## TEXT PROVIDED
Urging the high court to uphold Alabama’s sentencing scheme, the state’s solicitor general, John Neiman, said it should be up to state lawmakers to decide whether to punish the state’s worst criminals with a mandatory sentence of life without parole – even when they are as young as 14.
“The government’s primary goal here is expressing the retributive judgment about the wrongfulness of murder,” he said. “I think governments are quite legitimate and quite reasonable when they also say that they don’t want to roll the dice on convicted murderers.”
Arkansas Assistant Attorney General Kent Holt offered a slightly different argument. “The punishment for this crime reinforces the sanctity of human life and it expresses the state’s moral outrage,” he told the justices.
“You say the sanctity of human life, but you are dealing with a 14-year-old being sentenced to life in prison, so he will die in prison without any hope,” Justice Ruth Bader Ginsburg replied. “I mean, essentially, you’re making a 14-year-old a throwaway person.”
Solicitor General Neiman told the justices that there would be a significant cost to forcing states to revive their parole systems for certain offenses.
“Why not just let these guys get their parole hearings, give them hope, and likely they won’t get parole anyway,” Mr. Neiman said, highlighting the counter-argument that granting parole hearings is relatively cost-free.
“The cost is to the victims and their families who have to endure what are often very painful parole hearings,” he said.
“When those come up on a frequent basis, that sort of retraumatization process is something that governments can legitimately take into account when they decide – for aggravated murder – that a life-without-parole sentence is an appropriate sentence,” Neiman said.

## PROMPT
Copy out the full passage on the arguments over mandatory life without parole for juveniles, word for word.

## THE DATA
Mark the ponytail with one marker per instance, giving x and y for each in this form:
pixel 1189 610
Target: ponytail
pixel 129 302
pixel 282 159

## RESPONSE AREA
Urging the high court to uphold Alabama’s sentencing scheme, the state’s solicitor general, John Neiman, said it should be up to state lawmakers to decide whether to punish the state’s worst criminals with a mandatory sentence of life without parole – even when they are as young as 14.
“The government’s primary goal here is expressing the retributive judgment about the wrongfulness of murder,” he said. “I think governments are quite legitimate and quite reasonable when they also say that they don’t want to roll the dice on convicted murderers.”
Arkansas Assistant Attorney General Kent Holt offered a slightly different argument. “The punishment for this crime reinforces the sanctity of human life and it expresses the state’s moral outrage,” he told the justices.
“You say the sanctity of human life, but you are dealing with a 14-year-old being sentenced to life in prison, so he will die in prison without any hope,” Justice Ruth Bader Ginsburg replied. “I mean, essentially, you’re making a 14-year-old a throwaway person.”
Solicitor General Neiman told the justices that there would be a significant cost to forcing states to revive their parole systems for certain offenses.
“Why not just let these guys get their parole hearings, give them hope, and likely they won’t get parole anyway,” Mr. Neiman said, highlighting the counter-argument that granting parole hearings is relatively cost-free.
“The cost is to the victims and their families who have to endure what are often very painful parole hearings,” he said.
“When those come up on a frequent basis, that sort of retraumatization process is something that governments can legitimately take into account when they decide – for aggravated murder – that a life-without-parole sentence is an appropriate sentence,” Neiman said.